→ **Exercise requirements**
Reproduce the passage from the Pro Street racing report below, starting at "TWO-IN-A-ROW - For the" and ending at "4.021 and 3.935.".

TWO-IN-A-ROW - For the second time in three races, points leader Bill Riddle took his roots-blown Corrigan Race Fuels ’89 Camaro to the No. 1 spot in Pro Street. The Howell, Michigan-based driver was the quickest of three drivers to dip into the 3-second zone with his 3.932 at 190.08 in the final qualifying session. He was also the quickest driver in the two prior sessions with bests of 4.021 and 3.935. 
“It was a tricky racetrack earlier today and we put a tune-up in it just to see if the car would [go down the track] on a hot day and it did,” said Riddle, who thanked crew member and friend Chris Yates, his wife and family, and sponsors like Corrigan Race Fuels, SSI Superchargers, Motorsports Unlimited, and Mickey Thompson Tires. “For the most part, it went down on the first run. After that, we really just left it alone and let the weather come to it. The car will go down a dirt road, I guess.”

→ **Information shown**
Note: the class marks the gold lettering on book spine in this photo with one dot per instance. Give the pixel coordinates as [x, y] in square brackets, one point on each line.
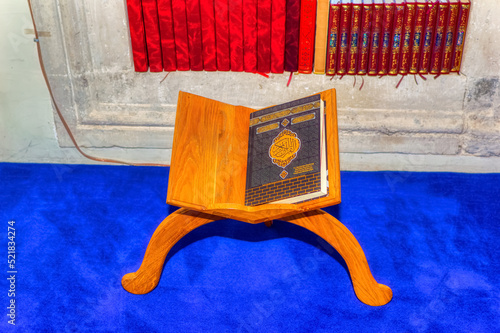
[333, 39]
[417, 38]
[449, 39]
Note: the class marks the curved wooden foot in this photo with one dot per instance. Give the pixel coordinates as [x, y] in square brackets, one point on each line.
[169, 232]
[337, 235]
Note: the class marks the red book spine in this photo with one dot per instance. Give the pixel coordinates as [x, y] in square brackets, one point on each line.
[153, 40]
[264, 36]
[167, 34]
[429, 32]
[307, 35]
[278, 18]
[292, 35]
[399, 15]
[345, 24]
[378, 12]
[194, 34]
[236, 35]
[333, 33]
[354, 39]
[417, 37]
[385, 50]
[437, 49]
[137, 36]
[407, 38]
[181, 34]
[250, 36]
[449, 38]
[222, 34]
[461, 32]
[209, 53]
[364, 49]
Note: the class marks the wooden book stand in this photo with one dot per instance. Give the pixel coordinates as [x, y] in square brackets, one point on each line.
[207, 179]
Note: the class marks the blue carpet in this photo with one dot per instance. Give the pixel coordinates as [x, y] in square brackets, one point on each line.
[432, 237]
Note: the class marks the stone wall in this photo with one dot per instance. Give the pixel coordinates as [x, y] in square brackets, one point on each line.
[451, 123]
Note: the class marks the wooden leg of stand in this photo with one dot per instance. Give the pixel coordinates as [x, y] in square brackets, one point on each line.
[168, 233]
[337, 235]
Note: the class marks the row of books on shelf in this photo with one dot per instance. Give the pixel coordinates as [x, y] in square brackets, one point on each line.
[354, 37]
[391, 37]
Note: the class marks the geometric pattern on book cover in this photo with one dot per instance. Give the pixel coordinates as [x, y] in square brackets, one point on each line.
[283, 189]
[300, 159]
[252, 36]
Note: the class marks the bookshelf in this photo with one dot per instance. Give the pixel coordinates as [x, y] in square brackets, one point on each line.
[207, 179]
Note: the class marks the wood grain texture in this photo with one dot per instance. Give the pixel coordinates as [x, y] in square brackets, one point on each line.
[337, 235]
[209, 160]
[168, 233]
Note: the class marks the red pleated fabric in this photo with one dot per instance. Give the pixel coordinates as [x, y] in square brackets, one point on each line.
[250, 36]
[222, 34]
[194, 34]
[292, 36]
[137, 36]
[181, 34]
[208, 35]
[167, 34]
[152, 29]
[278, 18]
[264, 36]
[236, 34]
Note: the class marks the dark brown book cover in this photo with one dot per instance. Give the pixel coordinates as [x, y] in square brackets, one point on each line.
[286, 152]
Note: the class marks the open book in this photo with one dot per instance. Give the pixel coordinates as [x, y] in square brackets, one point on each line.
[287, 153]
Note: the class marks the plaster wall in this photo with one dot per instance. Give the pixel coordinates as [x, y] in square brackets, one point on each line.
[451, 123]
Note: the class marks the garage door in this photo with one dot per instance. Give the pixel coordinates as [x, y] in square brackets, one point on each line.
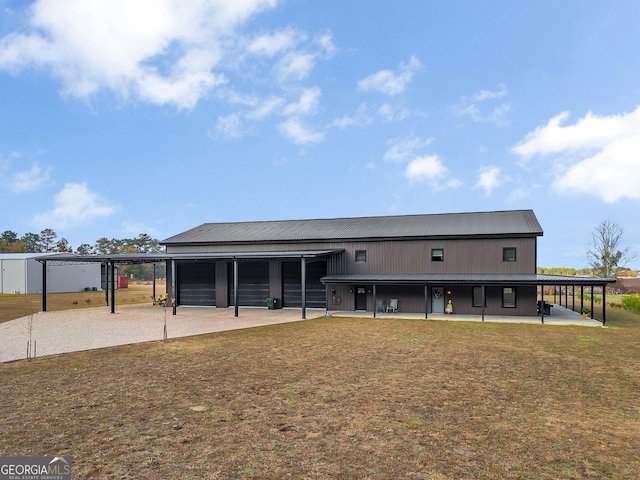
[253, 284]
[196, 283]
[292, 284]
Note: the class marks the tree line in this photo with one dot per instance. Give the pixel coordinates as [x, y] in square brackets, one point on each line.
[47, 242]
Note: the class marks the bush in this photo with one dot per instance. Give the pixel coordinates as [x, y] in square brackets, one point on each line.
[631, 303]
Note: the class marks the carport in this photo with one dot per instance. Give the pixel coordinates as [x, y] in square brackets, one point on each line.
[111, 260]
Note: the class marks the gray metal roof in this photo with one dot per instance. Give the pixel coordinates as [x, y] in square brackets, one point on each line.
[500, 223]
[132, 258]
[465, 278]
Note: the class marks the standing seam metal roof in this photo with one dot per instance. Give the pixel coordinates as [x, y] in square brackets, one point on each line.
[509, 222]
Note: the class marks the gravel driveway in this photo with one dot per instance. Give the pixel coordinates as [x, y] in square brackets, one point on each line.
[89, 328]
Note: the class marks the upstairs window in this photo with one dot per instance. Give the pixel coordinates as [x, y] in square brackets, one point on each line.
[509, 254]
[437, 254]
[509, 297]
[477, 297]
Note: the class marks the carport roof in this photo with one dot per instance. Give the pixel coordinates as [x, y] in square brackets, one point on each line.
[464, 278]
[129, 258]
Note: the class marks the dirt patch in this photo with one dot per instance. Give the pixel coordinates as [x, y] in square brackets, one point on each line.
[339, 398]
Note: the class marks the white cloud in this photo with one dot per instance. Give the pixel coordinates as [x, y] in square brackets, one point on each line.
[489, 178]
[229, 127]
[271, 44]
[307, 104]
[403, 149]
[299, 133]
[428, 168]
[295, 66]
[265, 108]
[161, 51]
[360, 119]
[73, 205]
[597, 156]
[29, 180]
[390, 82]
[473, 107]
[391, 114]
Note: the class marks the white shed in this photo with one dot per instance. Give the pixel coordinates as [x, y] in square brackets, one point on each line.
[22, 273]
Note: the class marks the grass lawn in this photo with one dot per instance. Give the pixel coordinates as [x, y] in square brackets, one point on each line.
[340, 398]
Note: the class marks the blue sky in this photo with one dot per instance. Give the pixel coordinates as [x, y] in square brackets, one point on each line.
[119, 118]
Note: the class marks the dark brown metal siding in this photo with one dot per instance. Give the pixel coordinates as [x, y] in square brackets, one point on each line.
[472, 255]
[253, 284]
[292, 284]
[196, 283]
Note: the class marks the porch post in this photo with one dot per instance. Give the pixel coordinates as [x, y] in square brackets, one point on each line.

→ **Solution for this problem**
TWO-IN-A-ROW - For the second time in three races, points leader Bill Riddle took his roots-blown Corrigan Race Fuels ’89 Camaro to the No. 1 spot in Pro Street. The Howell, Michigan-based driver was the quickest of three drivers to dip into the 3-second zone with his 3.932 at 190.08 in the final qualifying session. He was also the quickest driver in the two prior sessions with bests of 4.021 and 3.935.